**TASK INSTRUCTIONS**
Copy word for word the part of the items that opens with the line containing "hair in this photo, one per instance." and continues through the end of the items, including both ends.

--- start DATA RECORDS ---

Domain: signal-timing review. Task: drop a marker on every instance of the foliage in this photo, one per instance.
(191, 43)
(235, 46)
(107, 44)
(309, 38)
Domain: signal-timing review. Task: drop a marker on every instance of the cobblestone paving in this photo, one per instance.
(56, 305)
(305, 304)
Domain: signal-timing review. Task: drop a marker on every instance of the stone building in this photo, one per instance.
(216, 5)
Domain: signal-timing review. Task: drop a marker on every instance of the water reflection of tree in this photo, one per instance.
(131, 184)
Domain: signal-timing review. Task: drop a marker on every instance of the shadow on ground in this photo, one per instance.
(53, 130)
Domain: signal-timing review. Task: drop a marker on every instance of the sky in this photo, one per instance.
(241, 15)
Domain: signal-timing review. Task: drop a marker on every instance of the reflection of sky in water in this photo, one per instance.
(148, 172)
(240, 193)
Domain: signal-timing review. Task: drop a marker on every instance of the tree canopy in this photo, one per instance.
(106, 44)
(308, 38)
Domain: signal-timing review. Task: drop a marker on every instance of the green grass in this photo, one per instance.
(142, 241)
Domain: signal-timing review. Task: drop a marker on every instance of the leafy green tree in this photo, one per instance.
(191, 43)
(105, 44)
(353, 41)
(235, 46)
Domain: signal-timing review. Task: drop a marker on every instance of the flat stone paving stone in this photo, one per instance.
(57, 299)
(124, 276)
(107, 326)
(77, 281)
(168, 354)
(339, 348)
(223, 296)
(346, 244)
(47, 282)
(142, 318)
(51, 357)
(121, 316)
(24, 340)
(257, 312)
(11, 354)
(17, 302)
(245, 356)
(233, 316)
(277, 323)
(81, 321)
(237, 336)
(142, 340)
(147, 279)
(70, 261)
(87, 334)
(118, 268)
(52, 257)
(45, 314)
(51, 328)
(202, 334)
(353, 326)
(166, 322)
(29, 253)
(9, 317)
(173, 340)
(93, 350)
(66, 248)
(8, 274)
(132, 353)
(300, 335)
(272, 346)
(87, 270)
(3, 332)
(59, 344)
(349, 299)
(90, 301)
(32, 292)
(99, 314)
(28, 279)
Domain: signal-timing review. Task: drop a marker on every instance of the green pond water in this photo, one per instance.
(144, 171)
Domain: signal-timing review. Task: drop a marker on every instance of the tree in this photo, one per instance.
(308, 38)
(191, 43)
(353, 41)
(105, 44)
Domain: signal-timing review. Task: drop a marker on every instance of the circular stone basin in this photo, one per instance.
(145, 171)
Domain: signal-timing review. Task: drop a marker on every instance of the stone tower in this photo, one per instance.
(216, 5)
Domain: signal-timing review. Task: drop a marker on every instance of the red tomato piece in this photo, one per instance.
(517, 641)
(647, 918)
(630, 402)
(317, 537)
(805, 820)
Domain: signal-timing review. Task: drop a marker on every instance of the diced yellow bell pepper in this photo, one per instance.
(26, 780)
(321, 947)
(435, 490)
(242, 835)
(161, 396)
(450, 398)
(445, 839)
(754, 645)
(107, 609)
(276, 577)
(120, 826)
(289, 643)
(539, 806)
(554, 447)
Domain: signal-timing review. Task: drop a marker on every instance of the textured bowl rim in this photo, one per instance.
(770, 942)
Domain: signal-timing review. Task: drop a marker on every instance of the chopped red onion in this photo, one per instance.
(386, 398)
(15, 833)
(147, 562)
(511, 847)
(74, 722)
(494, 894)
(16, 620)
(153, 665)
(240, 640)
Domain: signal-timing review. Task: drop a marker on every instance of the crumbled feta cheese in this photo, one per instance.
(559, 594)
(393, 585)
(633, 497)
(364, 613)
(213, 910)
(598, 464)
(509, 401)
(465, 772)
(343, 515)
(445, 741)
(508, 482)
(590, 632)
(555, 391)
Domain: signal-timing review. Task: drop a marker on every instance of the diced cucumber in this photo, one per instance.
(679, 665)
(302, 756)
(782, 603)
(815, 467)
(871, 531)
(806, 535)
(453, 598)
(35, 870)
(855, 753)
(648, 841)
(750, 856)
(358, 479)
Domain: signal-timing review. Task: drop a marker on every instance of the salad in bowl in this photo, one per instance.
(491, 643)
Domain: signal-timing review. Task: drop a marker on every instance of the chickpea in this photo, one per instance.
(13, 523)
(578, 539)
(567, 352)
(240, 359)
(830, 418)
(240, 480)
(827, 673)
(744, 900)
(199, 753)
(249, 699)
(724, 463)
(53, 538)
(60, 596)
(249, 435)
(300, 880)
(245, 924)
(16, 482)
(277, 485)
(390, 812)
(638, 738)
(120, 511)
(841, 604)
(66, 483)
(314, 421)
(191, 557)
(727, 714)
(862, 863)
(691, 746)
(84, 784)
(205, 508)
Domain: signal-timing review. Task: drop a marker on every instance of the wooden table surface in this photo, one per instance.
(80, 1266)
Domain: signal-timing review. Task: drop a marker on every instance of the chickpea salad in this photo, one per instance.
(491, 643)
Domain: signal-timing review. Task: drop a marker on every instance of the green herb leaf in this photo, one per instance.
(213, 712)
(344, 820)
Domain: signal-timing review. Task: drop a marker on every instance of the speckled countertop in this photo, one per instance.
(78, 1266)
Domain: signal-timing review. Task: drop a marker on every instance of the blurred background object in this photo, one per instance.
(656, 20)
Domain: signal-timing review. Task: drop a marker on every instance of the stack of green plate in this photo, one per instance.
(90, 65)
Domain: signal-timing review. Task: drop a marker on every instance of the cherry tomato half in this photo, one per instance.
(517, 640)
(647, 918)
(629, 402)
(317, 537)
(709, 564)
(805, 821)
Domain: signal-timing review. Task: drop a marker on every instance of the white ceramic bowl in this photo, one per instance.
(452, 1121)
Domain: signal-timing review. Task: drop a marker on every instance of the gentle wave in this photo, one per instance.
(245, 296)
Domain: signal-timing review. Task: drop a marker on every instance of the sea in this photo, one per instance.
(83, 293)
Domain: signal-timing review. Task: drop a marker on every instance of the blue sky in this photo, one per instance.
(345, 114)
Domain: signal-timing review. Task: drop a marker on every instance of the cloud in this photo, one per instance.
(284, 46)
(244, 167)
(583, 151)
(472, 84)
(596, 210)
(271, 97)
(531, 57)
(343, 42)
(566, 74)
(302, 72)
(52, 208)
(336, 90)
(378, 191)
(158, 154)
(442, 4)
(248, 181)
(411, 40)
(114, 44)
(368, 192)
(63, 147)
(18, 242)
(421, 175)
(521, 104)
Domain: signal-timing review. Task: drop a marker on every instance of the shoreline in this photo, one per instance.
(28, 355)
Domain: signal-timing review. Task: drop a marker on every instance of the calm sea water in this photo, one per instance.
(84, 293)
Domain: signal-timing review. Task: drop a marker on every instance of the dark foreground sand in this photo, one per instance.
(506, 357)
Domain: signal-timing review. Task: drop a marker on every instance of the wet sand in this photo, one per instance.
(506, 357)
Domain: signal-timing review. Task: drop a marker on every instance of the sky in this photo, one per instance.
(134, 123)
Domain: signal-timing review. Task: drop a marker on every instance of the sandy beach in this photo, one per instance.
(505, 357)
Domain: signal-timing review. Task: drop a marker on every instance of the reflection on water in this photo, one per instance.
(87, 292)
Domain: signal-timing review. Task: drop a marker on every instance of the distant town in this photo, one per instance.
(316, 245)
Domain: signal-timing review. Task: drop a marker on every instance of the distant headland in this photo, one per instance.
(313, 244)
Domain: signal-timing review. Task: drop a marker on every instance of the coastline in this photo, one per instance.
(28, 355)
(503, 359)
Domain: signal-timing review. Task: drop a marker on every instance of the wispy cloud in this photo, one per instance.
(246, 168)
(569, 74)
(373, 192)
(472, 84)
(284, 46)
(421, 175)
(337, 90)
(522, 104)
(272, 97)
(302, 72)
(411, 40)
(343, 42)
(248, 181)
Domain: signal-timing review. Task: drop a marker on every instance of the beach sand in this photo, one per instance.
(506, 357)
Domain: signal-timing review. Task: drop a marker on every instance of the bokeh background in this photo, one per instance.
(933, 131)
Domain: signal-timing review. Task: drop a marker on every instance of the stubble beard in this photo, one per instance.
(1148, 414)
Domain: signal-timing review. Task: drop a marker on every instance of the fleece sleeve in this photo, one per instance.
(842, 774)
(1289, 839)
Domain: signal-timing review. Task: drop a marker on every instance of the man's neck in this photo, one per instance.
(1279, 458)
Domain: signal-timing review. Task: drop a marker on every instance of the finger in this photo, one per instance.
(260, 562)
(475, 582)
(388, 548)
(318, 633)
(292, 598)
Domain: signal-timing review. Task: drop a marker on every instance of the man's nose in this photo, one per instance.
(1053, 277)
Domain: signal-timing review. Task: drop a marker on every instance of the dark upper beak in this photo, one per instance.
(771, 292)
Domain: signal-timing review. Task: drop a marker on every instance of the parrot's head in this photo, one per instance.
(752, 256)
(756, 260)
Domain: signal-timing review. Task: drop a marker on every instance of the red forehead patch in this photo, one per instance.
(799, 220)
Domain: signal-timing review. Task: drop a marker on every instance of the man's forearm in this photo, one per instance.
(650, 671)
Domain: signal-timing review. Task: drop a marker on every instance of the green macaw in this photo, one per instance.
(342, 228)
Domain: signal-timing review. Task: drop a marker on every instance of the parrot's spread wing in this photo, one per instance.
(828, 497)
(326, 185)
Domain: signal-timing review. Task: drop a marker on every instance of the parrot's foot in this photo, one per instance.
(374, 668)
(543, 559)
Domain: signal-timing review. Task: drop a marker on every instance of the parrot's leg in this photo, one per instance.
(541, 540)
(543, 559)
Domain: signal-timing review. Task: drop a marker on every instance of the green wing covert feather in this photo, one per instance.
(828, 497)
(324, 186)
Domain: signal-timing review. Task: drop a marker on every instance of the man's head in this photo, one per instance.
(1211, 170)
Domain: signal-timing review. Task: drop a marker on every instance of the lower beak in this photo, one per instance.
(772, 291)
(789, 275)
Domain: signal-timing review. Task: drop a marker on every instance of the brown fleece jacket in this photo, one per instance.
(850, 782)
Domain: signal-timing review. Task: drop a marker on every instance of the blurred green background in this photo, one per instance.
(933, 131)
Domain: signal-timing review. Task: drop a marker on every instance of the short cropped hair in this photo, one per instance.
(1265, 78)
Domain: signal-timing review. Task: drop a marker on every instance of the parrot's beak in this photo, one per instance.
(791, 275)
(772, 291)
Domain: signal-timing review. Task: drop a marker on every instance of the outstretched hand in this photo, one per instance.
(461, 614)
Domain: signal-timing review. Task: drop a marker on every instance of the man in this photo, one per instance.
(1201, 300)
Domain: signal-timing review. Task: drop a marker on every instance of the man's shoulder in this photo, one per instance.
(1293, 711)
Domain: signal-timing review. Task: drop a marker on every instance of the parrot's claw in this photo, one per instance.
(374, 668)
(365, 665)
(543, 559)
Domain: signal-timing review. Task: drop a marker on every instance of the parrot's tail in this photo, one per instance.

--- end DATA RECORDS ---

**REPLY TO THE EXERCISE**
Domain: signal-timing review. Task: drop a marker on every instance of the short cropped hair in this photo, one per instance.
(1265, 78)
Domain: signal-timing review. Task: drop a marker on every instance of the parrot's beak in this photo, one per instance.
(791, 275)
(772, 291)
Domain: signal-timing review. Task: drop a marker on every instance of the outstretched hand in this photo, one per instance.
(461, 614)
Domain: signal-timing review. Task: drop a marker on every instance of the man in this photo, one per instance.
(1201, 300)
Domain: signal-timing review. Task: drop a marker on every instance of the man's shoulder in this photo, one per instance.
(1293, 711)
Domain: signal-timing review. Task: drop a marker on every instance of the parrot's claw in this photo, one per instance.
(374, 668)
(365, 665)
(543, 559)
Domain: signal-timing review. Task: drop a marker on every instance of the parrot's tail in this photo, one per instance.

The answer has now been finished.